Problem 1:
Translate this sentence from the album description into Spanish: "A remastered CD reissue was released in 1992 by Mainstream Direct Ltd. with one bonus track (MDCD 911)."

Source extract:
⟨

Journey to the Center of the Mind is the second studio album released by The Amboy Dukes.  It was released in April 1968 on Mainstream Records (stereo S/6112, mono 56112 (promo only)).

A remastered CD reissue was released in 1992 by Mainstream Direct Ltd. with one bonus track (MDCD 911).

Production

Journey to the Center of the Mind was recorded on a higher budget than the previous album, following the success of its single "Baby Please Don't Go", and features two new members to the line-up; Greg Arama replacing Bill White on bass, and Andy Solomon replacing Rick Lober on piano/organ. Stylistically, the album is a departure from its predecessor by abandoning much of their blues influences (with the exception of "Mississippi Murderer"). This was also the first Dukes album to feature all original songs, all of which were written by Ted Nugent and rhythm guitarist/singer Steve Farmer. The album was in part a commercial attempt to reach the counter-cultural market by producing somewhat of a concept album. Originally, the record's A- and B-sides were to be stylistically contrasted to each other, and written separately by Nugent and Farmer, respectively. The final project, however, includes most of the lyrics on the first half to be written by Farmer, while the second half features Nugent's only writing contribution to be the music for the album's title track and "Conclusion", which uses the same music. While Nugent's songs are more geared in the direction of hard rock that would pioneer into what is now considered an early precursor to heavy metal music, Farmer's work has much more of a psychedelic feel that tends to satirize the music scene at the time rather than embrace it, even going as far as to play out like a continual concept album. Despite the musical differences, the two sides are both experimental in their own right, as they were still in the process of developing their sound that Nugent would continue to reinvent until the end of the band's career.

⟩

Raw records:
⟨

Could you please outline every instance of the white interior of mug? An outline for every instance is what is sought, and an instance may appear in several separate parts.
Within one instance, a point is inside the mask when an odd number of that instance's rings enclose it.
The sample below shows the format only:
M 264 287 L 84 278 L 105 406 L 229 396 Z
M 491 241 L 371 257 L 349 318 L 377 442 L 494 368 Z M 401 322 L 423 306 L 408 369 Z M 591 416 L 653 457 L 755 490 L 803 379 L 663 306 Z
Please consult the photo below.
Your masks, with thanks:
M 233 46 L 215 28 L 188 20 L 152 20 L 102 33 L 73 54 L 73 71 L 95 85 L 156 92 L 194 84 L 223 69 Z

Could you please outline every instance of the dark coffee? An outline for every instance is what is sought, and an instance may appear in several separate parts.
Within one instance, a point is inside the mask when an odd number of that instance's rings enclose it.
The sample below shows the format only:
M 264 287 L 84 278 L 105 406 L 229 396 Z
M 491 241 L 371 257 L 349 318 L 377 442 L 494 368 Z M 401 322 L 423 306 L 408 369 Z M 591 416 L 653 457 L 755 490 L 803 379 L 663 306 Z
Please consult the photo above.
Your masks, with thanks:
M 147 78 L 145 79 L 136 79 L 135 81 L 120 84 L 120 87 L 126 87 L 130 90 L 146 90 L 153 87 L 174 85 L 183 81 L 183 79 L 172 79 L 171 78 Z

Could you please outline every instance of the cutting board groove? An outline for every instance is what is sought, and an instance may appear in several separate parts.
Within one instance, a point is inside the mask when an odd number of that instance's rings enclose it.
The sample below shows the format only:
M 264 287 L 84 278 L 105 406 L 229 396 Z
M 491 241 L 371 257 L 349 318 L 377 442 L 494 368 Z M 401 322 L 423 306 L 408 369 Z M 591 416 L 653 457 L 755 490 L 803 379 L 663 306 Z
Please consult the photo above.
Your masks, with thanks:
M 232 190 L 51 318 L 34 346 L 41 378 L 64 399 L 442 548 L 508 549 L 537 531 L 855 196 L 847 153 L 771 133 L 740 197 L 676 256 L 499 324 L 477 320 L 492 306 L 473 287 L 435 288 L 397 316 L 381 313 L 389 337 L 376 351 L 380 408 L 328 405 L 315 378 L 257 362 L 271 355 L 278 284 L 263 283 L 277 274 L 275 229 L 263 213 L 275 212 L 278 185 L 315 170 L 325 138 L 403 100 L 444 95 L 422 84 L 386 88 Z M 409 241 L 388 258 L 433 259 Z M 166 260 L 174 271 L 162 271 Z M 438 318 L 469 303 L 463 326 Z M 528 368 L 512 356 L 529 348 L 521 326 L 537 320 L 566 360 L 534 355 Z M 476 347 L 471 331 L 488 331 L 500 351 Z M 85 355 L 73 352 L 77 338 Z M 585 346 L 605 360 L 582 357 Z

⟩

Problem 2:
Rewrite the entries, starting with the line containing "Could you please outline every instance of the cutting" and going on through the end of the entries. Replace "cutting board groove" with "cutting board rim" and change nothing else.

Written response 1:
Una reedición remasterizada en CD fue lanzada en 1992 por Mainstream Direct Ltd. con una pista adicional (MDCD 911).

Written response 2:
Could you please outline every instance of the cutting board rim? An outline for every instance is what is sought, and an instance may appear in several separate parts.
Within one instance, a point is inside the mask when an odd number of that instance's rings enclose it.
The sample below shows the format only:
M 264 287 L 84 278 L 105 406 L 229 396 Z
M 491 241 L 371 257 L 349 318 L 377 442 L 494 368 Z M 401 322 L 423 306 L 408 369 Z M 591 416 L 653 457 L 755 490 L 803 379 L 663 306 Z
Please consult the photo above.
Your masks, with thanks:
M 232 190 L 51 318 L 34 346 L 41 378 L 64 399 L 442 548 L 508 549 L 537 531 L 855 196 L 847 153 L 771 133 L 740 197 L 676 256 L 499 324 L 477 320 L 492 306 L 473 287 L 435 288 L 397 316 L 381 313 L 389 337 L 376 351 L 380 408 L 328 405 L 315 378 L 257 362 L 271 355 L 278 284 L 263 283 L 277 274 L 275 229 L 263 213 L 275 212 L 278 185 L 315 170 L 325 138 L 403 100 L 444 95 L 422 84 L 386 88 Z M 409 241 L 388 258 L 433 259 Z M 166 260 L 174 271 L 162 271 Z M 438 318 L 469 303 L 463 326 Z M 528 368 L 512 356 L 529 348 L 521 326 L 537 320 L 566 360 L 534 355 Z M 476 347 L 471 331 L 488 331 L 500 351 Z M 85 355 L 73 352 L 77 338 Z M 585 346 L 605 360 L 582 357 Z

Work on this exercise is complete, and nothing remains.